■ **Exercise instructions**: Transcribe all records exactly.

(Collected data)

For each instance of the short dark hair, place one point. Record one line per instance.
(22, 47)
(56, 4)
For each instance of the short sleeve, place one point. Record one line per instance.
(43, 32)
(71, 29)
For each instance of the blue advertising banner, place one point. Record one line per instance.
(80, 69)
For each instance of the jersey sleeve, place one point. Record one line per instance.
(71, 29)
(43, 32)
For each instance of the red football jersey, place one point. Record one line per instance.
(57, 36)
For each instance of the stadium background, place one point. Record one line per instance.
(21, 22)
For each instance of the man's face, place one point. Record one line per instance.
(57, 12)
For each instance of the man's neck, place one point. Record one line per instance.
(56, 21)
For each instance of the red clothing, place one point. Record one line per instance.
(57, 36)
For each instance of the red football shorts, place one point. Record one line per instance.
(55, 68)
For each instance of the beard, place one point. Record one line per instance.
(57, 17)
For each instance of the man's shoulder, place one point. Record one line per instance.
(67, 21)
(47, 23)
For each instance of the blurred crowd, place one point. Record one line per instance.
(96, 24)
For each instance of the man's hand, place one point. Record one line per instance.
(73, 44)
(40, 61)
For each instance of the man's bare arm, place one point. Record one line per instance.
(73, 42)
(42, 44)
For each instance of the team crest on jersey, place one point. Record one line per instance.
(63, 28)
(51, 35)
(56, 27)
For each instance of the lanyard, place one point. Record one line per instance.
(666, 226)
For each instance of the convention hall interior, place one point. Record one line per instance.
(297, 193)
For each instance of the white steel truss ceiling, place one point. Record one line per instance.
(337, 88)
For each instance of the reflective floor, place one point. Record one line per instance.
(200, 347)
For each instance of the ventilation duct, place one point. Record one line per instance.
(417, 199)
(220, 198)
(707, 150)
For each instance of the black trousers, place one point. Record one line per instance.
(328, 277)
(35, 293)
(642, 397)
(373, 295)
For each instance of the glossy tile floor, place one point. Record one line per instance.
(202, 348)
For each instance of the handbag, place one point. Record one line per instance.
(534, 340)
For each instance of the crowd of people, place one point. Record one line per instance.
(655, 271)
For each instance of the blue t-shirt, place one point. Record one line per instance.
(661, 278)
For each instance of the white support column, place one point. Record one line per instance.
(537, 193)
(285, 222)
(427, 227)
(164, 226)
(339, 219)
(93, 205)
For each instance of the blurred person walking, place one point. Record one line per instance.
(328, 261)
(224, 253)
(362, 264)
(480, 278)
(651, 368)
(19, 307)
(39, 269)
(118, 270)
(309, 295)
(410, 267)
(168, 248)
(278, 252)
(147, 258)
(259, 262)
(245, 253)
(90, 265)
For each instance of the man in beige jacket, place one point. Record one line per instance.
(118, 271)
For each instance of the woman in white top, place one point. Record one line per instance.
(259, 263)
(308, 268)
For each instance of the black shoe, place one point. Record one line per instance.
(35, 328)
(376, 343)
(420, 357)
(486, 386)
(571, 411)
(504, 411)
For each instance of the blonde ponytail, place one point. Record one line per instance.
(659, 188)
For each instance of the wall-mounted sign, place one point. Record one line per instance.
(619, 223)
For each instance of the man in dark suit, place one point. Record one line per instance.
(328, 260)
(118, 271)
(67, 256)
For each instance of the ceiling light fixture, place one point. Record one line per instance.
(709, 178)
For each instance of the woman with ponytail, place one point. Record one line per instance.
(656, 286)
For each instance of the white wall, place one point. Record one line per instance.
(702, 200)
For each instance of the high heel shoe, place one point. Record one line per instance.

■ **Answer in full**:
For each instance of the short dark hair, place one point. Record one line per instance.
(22, 47)
(56, 4)
For each instance of the short sleeve, place one point. Record one line per instance.
(43, 32)
(71, 29)
For each instance of the blue advertising banner, place one point. Record one line per instance.
(80, 69)
For each instance of the jersey sleeve, place one point. Record one line per instance.
(71, 29)
(43, 32)
For each instance of the red football jersey, place one point. Record one line per instance.
(57, 36)
For each instance of the stadium background, place one point. Record one line per instance.
(21, 22)
For each instance of the man's face, place one point. Record one line per instance.
(57, 12)
For each instance of the man's neck, place one point. Record one line per instance.
(56, 21)
For each instance of the red clothing, place one point. Record one line per instance.
(57, 36)
For each instance of the red football shorts, place one point. Record one line per instance.
(55, 68)
For each instance of the beard, place one point. Record one line per instance.
(57, 17)
For each instance of the man's shoulder, place one point. Record one line per instance.
(67, 21)
(47, 23)
For each instance of the blurred crowd, place one point. Record one line per instance.
(96, 24)
For each instance of the man's hand, place one point. Record one line per instance.
(73, 44)
(40, 61)
For each instance of the man's bare arm, place one point. Record one line per instance.
(73, 42)
(42, 44)
For each instance of the team crest on jersey, place one point. Record one line per instance.
(63, 28)
(51, 35)
(56, 27)
For each instance of the lanyard, place one point. Record one line per instance.
(666, 226)
For each instance of the convention hall interior, place one point. Record one line per instance.
(297, 193)
For each instance of the white steel truss ceiling, place one point. Record one line per instance.
(337, 88)
For each instance of the reflective floor, place one point. Record one line per instance.
(200, 347)
For each instance of the ventilation duct, place one point. Record one line per instance.
(417, 199)
(220, 198)
(707, 150)
For each instance of the black trousers, place one point. Record one line per instance.
(328, 277)
(35, 293)
(642, 397)
(373, 295)
For each instance of the glossy tile floor, place one point. Record one line per instance.
(202, 348)
For each instance of the handbag, place one point. Record one line per instance.
(534, 340)
For each instance of the crowd of people, place one point. Record one line per instance.
(655, 271)
For each instance of the blue t-shirt, place one point. Record one line per instance.
(661, 278)
For each instance of the white support column, place one point. Record one line per instance.
(537, 193)
(285, 222)
(427, 227)
(164, 226)
(339, 219)
(93, 205)
For each instance of the blurred person walking, place one point. Record one line per instance.
(328, 261)
(224, 253)
(362, 264)
(480, 278)
(651, 368)
(19, 307)
(39, 269)
(118, 270)
(309, 295)
(410, 267)
(168, 248)
(278, 252)
(147, 258)
(259, 262)
(245, 253)
(90, 265)
For each instance of the man in beige jacket, place one point. Record one line per instance.
(118, 271)
For each instance of the woman in white top, place one point. Record one line per instance.
(259, 263)
(308, 268)
For each instance of the black shoe, place one point. Record one line per instance.
(35, 328)
(376, 343)
(420, 357)
(486, 386)
(571, 411)
(504, 411)
For each instance of the blonde ponytail, place one point. Record one line per instance.
(659, 188)
For each instance of the wall-mounted sign, place one point. Record one line per instance.
(619, 223)
For each instance of the man in dark suit, place one point. Record one line per instance.
(328, 260)
(118, 271)
(67, 256)
For each instance of the ceiling light fixture, place one point. Record one line per instance.
(709, 178)
For each instance of the woman with ponytail, place one point. Record one line per instance.
(656, 286)
For each instance of the white wall, place one point. Record one line per instance.
(702, 200)
For each instance of the high heel shoe, place one point. Record one line per instance.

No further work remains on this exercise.